Lesetext –
-=-=-=-=-
Mo Blanc: Ein Song soll lebendig sein
Patrick Holenstein - Die Schweizer Band Mo Blanc hat dieses Jahr ein neues Album veröffentlicht. Wir konnten den Sänger Moritz Wyss dazu befragen.
Nur kurz nach der Plattentaufe von «Beauty Spots» trafen wir Moritz Wyss, den Sänger von Mo Blanc (links auf dem Titelbild zum Artikel), zum Interview im Café Lang in Zürich. Der Musiker hat sich dabei als symphatisch und sehr nett herausgestellt. Sogar für eine junge Mutter, die ihn erkannt hat, nahm er sich Zeit. Im ausführlichen Gespräch erzählte Moritz, wieso es die Band noch nicht ans Meer geschafft hat, ging auf die Hintergründe zum Song «Icarus» ein, sprach von der Plattentaufe und er lüftete die Herkunft des Albumtitels.
Als ich Mo Blanc das erste Mal gesehen habe, wart ihr zwei Leute mit Gitarren. Das war 2012. Seither hat sich Mo Blanc zum Quintett gewandelt. Was ist passiert?
2012 ist gerade die erste Platte erschienen. Drei Jahre später ist jetzt die zweite auf den Markt gekommen. Wir waren aber schon 2012 eigentlich zu viert unterwegs. Ein fünftes Bandmitglied kam im Laufe der Zeit noch dazu. Das war ein Keyboarder, weil wir die Musik ziemlich diversifiziert haben. Ich wollte Mo Blanc bewusst in diese Bahnen leiten, damit das Ganze etwas mehr Substanz bekommt und «bandiger» wird.
Hat dieser Prozess für dich funktioniert? Denn angefangen hast du ja ganz alleine.
Genau. Mo Blanc war anfangs mehr ein Sideproject. Ich hatte daneben noch eine Rockband, bereits zusammen mit unserem Gitarristen Daniel. Zuerst wollte ich die etwas stilleren Songs für mich alleine spielen. Wir hatten damals aber einfach auch das Gefühl, dass es musikalisch noch etwas mehr bräuchte. Wir wollten zuerst jemanden, der Rhythmik macht, daraus wurde dann das Schlagzeug und von da war es nicht weit zu einem Bass. Schliesslich kam noch der Keyboarder dazu und jetzt ist Mo Blanc wirklich eine Band, in der wir die Songs zusammen entwickeln und uns zurückziehen, um daran zu arbeiten. Ich bin jetzt nicht mehr der Einzige, der schreibt.
-=-=-=-=-
Daten –
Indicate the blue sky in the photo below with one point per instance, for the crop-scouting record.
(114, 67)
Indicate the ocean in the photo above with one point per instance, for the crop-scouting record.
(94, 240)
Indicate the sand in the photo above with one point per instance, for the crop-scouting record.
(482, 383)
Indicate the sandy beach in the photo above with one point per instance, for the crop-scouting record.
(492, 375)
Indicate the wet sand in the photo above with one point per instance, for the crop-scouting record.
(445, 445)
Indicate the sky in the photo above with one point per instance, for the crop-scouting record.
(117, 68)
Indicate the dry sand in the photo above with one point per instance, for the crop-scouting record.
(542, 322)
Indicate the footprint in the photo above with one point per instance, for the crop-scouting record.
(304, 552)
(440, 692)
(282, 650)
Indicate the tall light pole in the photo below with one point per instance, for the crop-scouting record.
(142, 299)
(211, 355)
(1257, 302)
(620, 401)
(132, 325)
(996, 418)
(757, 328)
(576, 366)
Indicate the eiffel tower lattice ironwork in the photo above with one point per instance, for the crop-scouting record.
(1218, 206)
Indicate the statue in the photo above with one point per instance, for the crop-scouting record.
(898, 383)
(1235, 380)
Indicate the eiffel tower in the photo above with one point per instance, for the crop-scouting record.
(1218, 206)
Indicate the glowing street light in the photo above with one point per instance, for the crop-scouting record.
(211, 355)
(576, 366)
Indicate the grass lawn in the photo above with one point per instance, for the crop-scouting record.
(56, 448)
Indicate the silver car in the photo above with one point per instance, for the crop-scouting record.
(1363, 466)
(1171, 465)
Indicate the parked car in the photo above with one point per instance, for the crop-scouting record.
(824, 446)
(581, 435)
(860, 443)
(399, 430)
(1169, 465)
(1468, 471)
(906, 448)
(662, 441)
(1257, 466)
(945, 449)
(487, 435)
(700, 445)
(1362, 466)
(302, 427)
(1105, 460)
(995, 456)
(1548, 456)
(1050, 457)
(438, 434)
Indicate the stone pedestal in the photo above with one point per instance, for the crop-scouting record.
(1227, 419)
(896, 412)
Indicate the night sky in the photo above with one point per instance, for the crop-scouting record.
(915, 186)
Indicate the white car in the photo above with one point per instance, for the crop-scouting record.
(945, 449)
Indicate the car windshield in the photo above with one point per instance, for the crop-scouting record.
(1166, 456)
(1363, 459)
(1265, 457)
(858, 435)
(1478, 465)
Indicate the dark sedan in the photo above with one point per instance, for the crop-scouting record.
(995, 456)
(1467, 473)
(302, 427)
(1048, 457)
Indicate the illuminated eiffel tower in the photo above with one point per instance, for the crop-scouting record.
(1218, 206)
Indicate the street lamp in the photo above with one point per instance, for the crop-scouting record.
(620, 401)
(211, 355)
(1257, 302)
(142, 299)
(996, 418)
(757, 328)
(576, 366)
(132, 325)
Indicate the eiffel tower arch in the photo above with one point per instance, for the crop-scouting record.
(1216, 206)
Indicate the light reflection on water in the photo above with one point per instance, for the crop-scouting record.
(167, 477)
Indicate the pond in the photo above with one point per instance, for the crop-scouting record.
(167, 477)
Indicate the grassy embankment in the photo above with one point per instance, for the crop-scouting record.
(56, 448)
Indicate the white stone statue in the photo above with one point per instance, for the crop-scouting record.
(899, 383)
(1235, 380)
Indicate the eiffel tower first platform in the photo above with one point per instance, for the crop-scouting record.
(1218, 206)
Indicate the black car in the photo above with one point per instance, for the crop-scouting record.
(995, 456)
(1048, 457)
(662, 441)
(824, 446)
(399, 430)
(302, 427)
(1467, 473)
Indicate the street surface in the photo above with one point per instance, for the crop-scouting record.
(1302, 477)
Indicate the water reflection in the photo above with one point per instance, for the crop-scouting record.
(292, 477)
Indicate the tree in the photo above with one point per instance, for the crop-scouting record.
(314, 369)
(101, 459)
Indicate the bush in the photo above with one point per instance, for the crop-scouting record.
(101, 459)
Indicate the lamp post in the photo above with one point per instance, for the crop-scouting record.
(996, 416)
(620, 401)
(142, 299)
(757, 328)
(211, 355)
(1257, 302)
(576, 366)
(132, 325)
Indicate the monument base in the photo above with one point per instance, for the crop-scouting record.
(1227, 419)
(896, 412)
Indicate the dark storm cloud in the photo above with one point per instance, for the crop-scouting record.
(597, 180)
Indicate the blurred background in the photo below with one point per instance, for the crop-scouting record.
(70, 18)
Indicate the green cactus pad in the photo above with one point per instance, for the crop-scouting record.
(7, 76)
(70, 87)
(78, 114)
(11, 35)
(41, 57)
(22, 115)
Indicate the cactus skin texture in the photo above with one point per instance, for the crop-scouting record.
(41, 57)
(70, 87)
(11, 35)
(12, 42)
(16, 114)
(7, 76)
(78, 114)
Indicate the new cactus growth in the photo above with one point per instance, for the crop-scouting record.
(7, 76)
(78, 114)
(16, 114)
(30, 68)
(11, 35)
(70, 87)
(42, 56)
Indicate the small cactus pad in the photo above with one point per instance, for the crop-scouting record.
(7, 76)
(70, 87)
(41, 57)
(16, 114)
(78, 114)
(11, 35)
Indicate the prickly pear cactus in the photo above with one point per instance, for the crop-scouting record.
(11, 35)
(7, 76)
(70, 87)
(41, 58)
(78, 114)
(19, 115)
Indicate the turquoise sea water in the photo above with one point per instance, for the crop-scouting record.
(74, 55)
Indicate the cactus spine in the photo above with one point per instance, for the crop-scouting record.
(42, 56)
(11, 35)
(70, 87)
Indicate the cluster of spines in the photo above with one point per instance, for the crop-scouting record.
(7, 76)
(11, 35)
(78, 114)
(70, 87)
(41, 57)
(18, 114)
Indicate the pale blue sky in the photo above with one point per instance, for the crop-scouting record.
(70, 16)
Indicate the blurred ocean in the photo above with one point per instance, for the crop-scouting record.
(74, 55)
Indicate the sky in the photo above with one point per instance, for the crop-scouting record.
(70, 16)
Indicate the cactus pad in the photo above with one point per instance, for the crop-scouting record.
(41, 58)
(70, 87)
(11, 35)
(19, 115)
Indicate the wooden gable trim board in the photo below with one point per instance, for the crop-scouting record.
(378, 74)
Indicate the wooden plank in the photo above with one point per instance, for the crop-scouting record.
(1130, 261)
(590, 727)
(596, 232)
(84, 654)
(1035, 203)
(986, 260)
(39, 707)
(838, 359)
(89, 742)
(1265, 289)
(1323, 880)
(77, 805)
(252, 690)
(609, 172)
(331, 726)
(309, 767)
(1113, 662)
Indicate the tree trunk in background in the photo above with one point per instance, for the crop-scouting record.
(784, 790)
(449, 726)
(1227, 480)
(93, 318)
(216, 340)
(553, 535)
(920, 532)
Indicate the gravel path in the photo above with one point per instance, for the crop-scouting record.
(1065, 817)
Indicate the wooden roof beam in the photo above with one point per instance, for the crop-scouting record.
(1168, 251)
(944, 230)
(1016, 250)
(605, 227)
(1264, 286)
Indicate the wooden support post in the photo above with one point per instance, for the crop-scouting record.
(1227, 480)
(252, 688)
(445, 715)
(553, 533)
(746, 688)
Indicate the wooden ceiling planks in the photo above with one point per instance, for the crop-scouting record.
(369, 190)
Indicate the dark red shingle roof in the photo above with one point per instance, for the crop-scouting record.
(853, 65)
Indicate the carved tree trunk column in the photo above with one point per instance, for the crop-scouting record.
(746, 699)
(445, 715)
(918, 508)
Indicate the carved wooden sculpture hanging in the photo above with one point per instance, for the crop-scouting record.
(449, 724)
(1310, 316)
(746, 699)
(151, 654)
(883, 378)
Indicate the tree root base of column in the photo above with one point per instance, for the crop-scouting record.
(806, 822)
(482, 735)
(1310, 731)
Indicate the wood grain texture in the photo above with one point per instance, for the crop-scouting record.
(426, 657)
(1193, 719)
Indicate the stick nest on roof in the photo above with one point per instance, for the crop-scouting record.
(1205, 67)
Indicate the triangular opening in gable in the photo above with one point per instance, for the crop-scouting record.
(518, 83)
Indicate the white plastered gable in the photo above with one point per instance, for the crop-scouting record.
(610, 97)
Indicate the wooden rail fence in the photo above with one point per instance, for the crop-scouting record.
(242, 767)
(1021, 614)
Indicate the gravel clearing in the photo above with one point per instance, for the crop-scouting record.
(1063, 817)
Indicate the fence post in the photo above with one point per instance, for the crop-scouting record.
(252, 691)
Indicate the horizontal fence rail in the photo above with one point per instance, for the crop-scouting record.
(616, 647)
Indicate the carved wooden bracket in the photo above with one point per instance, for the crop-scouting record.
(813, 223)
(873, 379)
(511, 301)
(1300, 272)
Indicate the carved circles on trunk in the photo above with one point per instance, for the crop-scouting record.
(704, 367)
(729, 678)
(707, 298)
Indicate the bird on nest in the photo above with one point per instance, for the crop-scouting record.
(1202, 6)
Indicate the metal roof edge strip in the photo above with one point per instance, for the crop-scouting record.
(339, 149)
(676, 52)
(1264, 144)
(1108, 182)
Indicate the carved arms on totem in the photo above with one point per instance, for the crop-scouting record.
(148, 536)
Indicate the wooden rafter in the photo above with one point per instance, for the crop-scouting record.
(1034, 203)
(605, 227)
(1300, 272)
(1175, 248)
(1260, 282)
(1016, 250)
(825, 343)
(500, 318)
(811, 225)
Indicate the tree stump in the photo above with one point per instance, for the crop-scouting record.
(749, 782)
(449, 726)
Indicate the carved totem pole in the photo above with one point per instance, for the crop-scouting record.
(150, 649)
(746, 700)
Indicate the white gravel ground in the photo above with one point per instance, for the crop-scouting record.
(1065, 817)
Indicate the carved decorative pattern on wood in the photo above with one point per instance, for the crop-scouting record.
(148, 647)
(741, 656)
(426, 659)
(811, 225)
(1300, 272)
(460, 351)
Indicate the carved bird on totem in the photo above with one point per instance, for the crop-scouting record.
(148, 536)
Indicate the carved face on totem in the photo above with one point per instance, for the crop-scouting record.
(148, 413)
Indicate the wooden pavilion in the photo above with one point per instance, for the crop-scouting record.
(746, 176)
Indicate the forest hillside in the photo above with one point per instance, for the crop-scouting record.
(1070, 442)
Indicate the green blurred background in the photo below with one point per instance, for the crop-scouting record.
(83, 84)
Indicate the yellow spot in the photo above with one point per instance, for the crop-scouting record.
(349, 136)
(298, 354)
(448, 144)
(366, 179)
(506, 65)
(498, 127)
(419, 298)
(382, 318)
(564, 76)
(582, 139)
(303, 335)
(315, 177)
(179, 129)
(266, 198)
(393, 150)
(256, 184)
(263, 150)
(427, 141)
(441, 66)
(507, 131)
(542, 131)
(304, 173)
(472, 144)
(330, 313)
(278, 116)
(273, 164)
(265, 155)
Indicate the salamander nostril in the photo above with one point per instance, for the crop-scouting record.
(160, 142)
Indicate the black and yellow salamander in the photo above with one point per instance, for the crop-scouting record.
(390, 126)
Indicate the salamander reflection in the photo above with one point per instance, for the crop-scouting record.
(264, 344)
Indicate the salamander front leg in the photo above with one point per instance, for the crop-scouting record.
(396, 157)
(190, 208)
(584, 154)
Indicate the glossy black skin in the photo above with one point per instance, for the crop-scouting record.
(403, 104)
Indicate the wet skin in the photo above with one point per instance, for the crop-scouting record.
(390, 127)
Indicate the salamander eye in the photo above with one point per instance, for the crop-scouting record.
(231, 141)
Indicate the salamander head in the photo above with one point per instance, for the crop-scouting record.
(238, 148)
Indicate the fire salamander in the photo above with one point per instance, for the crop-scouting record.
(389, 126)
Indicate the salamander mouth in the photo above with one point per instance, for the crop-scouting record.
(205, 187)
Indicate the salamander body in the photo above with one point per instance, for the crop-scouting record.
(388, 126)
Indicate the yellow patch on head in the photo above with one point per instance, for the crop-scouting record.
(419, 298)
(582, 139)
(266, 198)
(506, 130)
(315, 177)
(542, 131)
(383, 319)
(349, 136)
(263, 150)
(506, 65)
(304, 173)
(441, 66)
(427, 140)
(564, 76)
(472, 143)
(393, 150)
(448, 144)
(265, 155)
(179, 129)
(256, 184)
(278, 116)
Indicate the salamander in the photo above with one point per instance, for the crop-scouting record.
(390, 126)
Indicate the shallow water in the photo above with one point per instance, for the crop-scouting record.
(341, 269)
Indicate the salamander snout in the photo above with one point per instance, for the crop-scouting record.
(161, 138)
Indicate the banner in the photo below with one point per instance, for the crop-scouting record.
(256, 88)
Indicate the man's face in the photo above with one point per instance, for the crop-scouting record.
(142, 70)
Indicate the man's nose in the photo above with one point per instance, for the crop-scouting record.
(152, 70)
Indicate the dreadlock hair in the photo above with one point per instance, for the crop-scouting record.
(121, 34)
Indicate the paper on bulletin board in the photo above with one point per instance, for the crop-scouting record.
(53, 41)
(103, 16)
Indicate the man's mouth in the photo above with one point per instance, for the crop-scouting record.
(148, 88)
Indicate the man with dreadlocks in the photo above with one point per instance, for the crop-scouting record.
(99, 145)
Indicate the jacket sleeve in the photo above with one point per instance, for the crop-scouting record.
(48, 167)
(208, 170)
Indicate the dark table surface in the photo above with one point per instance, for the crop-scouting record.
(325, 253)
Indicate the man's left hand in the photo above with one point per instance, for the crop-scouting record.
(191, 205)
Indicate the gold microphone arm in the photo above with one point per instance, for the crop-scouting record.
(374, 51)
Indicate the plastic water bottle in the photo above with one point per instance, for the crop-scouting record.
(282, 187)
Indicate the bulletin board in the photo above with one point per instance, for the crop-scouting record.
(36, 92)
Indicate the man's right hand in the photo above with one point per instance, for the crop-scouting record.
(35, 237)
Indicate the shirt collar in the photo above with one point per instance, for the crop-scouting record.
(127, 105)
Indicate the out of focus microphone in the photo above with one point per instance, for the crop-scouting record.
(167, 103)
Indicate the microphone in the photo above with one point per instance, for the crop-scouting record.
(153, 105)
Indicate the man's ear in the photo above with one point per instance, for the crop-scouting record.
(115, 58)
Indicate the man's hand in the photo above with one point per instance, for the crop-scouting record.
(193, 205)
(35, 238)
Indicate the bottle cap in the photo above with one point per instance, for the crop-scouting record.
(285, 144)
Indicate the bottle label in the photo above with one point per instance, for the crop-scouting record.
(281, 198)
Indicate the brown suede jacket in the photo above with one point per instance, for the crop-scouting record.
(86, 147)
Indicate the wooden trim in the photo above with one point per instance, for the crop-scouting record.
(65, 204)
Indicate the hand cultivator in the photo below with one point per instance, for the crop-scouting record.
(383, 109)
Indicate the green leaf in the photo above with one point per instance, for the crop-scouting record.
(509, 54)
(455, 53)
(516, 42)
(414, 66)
-=-=-=-=-
Aufgabenliste –
a – Drucke aus dem Interview mit Mo Blanc den Abschnitt von „Genau. Mo Blanc“ bis „Einzige, der schreibt.“ wortgetreu ab.
b – In welchem Café und in welcher Stadt fand das Interview mit Mo Blanc statt?
c – Schreibe das Interview mit Mo Blanc im Anschluss an seinen letzten Satz weiter.

Schriftliche Antworten –
a –
Genau. Mo Blanc war anfangs mehr ein Sideproject. Ich hatte daneben noch eine Rockband, bereits zusammen mit unserem Gitarristen Daniel. Zuerst wollte ich die etwas stilleren Songs für mich alleine spielen. Wir hatten damals aber einfach auch das Gefühl, dass es musikalisch noch etwas mehr bräuchte. Wir wollten zuerst jemanden, der Rhythmik macht, daraus wurde dann das Schlagzeug und von da war es nicht weit zu einem Bass. Schliesslich kam noch der Keyboarder dazu und jetzt ist Mo Blanc wirklich eine Band, in der wir die Songs zusammen entwickeln und uns zurückziehen, um daran zu arbeiten. Ich bin jetzt nicht mehr der Einzige, der schreibt.

b – Im Café Lang in Zürich.

c –
Beim Stichwort «zurückziehen»: Ich habe gelesen, dass ihr eine Zeit lang in den Alpen wart, um euch als Band zu finden. Wie hat das funktioniert?
Wir machen das immer wieder. Aber da sind wir sicher nicht die einzige Band. Es gibt beispielsweise einen Ort bei Engelberg, der Grünenwald heisst. Dort ist es ideal, weil man die Infrastruktur hat. Es gibt ein Haus mit sehr vielen Zimmern und einen grossen Raum, in dem wir gemeinsam spielen können. So kann man sich tagelang zurückziehen, hat das Haus für sich und kann Musik machen, so lange man will. Ein anderes Mal waren wir in Seelisberg. Dabei ist die Atmosphäre immer sehr eindrucksvoll und gerade, wenn man im Prozess drin ist und neue Sachen entwickeln möchte, ist das sehr inspirierend.
Seid ihr eine Band, die ständig an der Musik tüftelt und experimentiert?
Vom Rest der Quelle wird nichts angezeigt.